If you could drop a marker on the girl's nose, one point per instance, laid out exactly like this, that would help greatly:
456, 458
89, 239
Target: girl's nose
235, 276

Task statement: Rewrite every line of the rows above, requests included, and shift each coordinate in the answers by adding 75 to it. Leave the numbers inside the requests unchanged.

Expected answer:
If you could drop a marker on the girl's nose, one point per instance, laid out exactly like this, that would help greatly:
456, 458
89, 239
Target: girl's nose
310, 351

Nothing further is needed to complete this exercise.